» **Directives**
1. Answer each of the following about the forum thread, one answer per line, marked the same way.
(a) What kind of variable will Daniel's outcome be?
(b) What value does the SAS code assign to LAMBDA?
(c) Besides Excel, which two programs does the poster without SAS access name for doing the calculation?
2. Reproduce the passage of the forum thread starting with "(Of course, I" and going on through "the sample size?".

» **Text segment**
-- BEGIN --
Daniel posted on Monday, August 16, 2004 - 8:19 am
Hi, I'm working on a proposal where I am looking at the effects of physical activity on smoking. However, I only have two time points and a relatively small budget. The issue is that I need to have as small a sample as possible to find an adequate result. Since I only have two time points, I'm thinking the benefits of repeated measures are not there like there would be had I had a larger sample. Do you have any suggestions of how I would approach this question? By the way, my outcome will be an ordered categorical variable.
I would have to see the saved data set to know for sure, but I suspect that you are reading it with a free format and have blanks in the data for missing values causing it to be read incorrectly. You would need to send the input and data to email@example.com for me to give a definite answer.
Todd Huschka posted on Tuesday, September 28, 2004 - 11:41 am
Is there a way to perform Power Calculations with Mplus?
On the website, we are given the following SAS code to calculate power after obtaining an estimate of the noncentrality parameter:
DATA POWER; DF=1; CRIT=3.841459; LAMBDA=9.286; POWER=(1-(PROBCHI(CRIT,DF,LAMBDA))); RUN;
I don't have access to SAS and am hoping someone can give me some code that will allow me to make this calculation in SYSTAT, SPSS or even Excel. Or, can someone recommend a free-standing executable or a web-based java program I can use for this?
(Of course, I can always ask colleagues who use SAS to run this for me, but I'd prefer to be able to do the calculation myself if possible.)
Now, there is an online non-central chi-square calculator at UCLA at http://calculators.stat.ucla.edu/cdf. Can I just use that to perform the power calculation described in the "How To" on the Mplus web site?
I'm not sure what the X Value parameter is in the calculator web form. I'm trying to replicate the result in the Mplus power calculation example as a check to make sure I can do this correctly. I assume that DF=1, that the Noncentrality Parameter=9.286, and that I should leave Probability as a ? to be solved, but I don't know what the X Value represents. Is it the sample size?
I apologize if this is a really basic question. I couldn't find any help on the calculator, and I'm hoping it will solve my problem.
Thanks for your patience.
-- END --
» **Given entries**
-- BEGIN --
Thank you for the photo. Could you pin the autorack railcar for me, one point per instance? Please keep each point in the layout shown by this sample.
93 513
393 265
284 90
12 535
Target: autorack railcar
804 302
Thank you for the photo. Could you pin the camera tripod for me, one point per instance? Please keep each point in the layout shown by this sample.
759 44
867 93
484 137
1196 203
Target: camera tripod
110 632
-- END --
» **Solutions below**
1.
(a) An ordered categorical variable.
(b) 9.286
(c) SYSTAT and SPSS.

2.
(Of course, I can always ask colleagues who use SAS to run this for me, but I'd prefer to be able to do the calculation myself if possible.)
Now, there is an online non-central chi-square calculator at UCLA at http://calculators.stat.ucla.edu/cdf. Can I just use that to perform the power calculation described in the "How To" on the Mplus web site?
I'm not sure what the X Value parameter is in the calculator web form. I'm trying to replicate the result in the Mplus power calculation example as a check to make sure I can do this correctly. I assume that DF=1, that the Noncentrality Parameter=9.286, and that I should leave Probability as a ? to be solved, but I don't know what the X Value represents. Is it the sample size?